EXERCISE AIM: How many lines in the items below contain the string "tripod", matching its case exactly? Reply with the number alone.

start DATA SUPPLIED

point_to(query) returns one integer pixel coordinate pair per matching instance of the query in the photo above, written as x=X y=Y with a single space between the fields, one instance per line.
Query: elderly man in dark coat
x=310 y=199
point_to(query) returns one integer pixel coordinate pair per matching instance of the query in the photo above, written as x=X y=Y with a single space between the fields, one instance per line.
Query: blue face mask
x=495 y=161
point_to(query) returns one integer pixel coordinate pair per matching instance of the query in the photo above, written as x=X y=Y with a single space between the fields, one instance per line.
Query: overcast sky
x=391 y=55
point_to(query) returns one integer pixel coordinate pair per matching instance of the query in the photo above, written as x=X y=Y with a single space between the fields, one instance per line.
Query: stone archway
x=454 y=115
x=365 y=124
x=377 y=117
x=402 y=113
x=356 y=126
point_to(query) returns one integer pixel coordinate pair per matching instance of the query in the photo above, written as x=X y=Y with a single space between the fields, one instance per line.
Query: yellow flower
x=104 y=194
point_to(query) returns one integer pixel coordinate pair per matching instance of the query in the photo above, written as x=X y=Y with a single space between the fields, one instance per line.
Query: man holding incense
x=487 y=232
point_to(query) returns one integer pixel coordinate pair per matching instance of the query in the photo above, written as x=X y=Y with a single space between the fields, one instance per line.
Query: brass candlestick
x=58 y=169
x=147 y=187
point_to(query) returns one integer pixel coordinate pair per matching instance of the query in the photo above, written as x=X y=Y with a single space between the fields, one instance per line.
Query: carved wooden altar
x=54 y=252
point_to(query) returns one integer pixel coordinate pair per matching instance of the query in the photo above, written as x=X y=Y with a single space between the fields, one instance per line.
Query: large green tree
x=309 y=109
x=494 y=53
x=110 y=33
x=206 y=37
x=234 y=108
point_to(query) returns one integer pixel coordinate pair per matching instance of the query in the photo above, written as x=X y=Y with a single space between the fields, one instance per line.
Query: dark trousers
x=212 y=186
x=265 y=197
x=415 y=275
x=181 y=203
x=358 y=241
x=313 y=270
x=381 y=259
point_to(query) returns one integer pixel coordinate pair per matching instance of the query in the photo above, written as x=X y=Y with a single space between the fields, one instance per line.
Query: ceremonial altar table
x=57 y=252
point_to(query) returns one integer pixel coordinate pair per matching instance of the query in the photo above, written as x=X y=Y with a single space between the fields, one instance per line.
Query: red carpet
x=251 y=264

end DATA SUPPLIED
start DATA SUPPLIED

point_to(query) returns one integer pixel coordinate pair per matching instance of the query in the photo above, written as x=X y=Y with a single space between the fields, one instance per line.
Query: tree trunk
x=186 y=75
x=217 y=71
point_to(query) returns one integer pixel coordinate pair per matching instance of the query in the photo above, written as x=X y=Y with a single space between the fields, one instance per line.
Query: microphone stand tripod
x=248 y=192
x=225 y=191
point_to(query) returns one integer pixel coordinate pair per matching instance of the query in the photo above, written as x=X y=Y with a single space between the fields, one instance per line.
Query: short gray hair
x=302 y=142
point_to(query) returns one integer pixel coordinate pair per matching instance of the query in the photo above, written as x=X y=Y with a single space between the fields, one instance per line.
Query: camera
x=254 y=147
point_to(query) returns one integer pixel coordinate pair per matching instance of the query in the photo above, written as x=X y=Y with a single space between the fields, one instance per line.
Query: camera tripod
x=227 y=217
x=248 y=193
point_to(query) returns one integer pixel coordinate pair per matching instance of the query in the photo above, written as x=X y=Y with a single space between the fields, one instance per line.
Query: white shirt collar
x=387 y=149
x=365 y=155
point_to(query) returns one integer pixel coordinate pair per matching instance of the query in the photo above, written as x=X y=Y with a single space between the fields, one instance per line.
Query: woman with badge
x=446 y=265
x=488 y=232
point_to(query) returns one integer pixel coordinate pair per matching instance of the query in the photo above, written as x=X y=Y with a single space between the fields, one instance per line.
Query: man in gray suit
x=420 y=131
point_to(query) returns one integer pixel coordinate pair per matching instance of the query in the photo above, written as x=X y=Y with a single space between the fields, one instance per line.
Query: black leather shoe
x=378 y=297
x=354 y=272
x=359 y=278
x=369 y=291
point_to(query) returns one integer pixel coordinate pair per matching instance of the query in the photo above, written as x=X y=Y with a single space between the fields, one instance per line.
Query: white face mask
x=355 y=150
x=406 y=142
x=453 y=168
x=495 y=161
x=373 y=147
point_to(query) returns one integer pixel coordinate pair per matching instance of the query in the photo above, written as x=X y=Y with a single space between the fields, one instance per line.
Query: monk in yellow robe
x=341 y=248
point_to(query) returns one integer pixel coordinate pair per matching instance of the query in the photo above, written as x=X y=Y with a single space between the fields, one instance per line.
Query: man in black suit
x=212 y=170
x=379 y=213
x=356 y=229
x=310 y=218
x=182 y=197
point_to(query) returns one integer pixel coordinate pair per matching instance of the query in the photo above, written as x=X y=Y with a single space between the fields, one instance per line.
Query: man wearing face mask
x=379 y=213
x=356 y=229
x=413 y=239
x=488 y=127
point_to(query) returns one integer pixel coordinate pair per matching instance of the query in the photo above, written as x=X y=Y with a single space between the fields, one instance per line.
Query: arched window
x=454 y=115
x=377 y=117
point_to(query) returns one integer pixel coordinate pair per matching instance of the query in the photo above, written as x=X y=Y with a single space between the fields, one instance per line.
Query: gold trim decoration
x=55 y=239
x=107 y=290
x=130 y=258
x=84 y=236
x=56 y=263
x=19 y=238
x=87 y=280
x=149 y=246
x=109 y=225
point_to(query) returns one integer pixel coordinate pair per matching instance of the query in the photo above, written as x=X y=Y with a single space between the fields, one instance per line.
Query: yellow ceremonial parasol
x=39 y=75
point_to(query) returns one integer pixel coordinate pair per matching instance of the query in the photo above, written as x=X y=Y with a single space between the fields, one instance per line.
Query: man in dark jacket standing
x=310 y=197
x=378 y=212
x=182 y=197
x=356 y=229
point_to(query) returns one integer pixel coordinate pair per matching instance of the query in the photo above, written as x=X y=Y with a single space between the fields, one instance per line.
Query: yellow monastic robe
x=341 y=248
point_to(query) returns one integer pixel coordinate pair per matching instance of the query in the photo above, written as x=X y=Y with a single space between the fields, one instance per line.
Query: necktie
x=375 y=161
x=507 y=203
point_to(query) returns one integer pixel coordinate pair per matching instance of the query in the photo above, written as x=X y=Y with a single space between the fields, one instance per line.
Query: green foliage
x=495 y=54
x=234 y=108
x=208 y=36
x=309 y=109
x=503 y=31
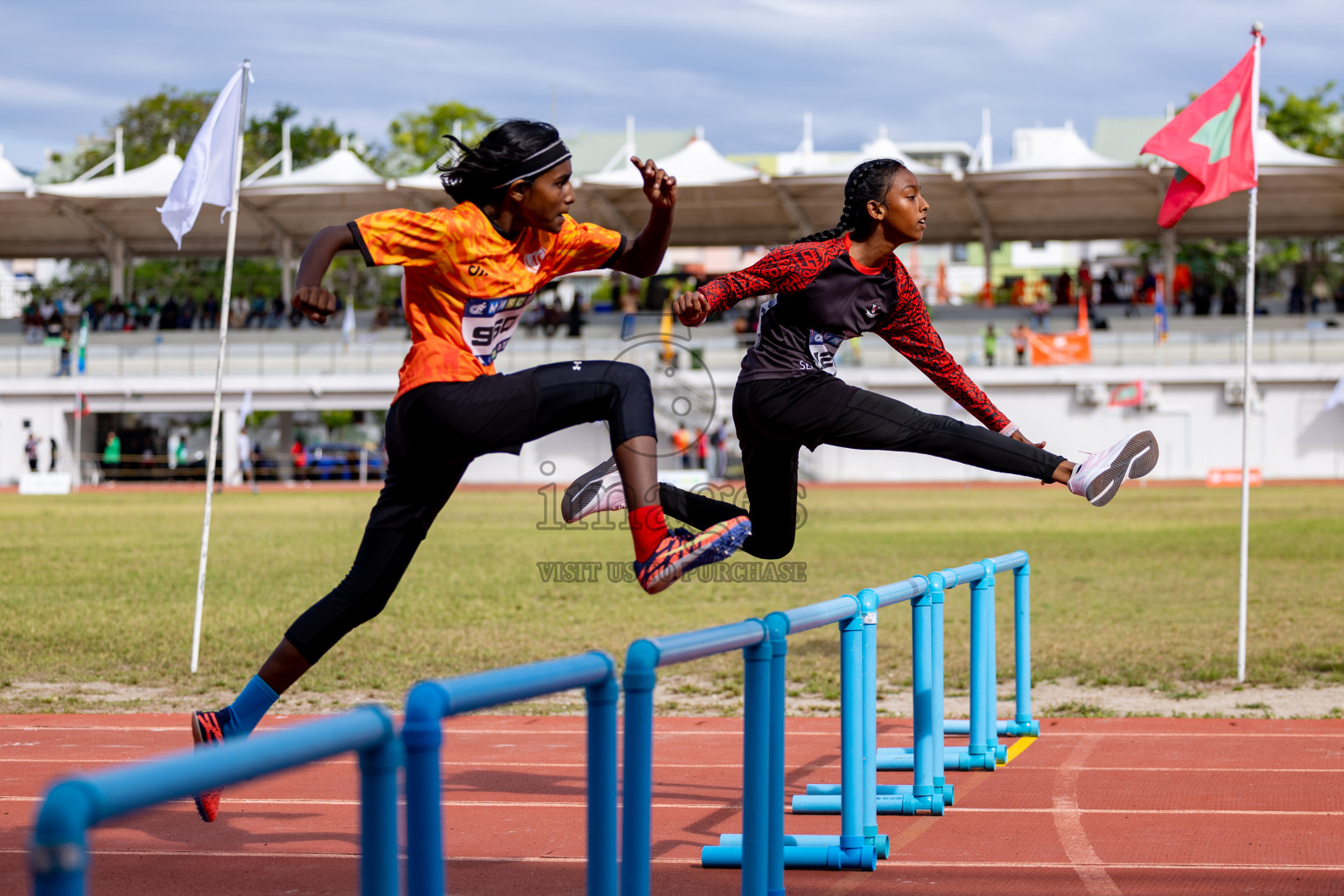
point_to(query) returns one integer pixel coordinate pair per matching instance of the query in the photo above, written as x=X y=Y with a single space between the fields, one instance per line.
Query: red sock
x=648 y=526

end DATA SUPPLIED

ANSWER TO THE TASK: 2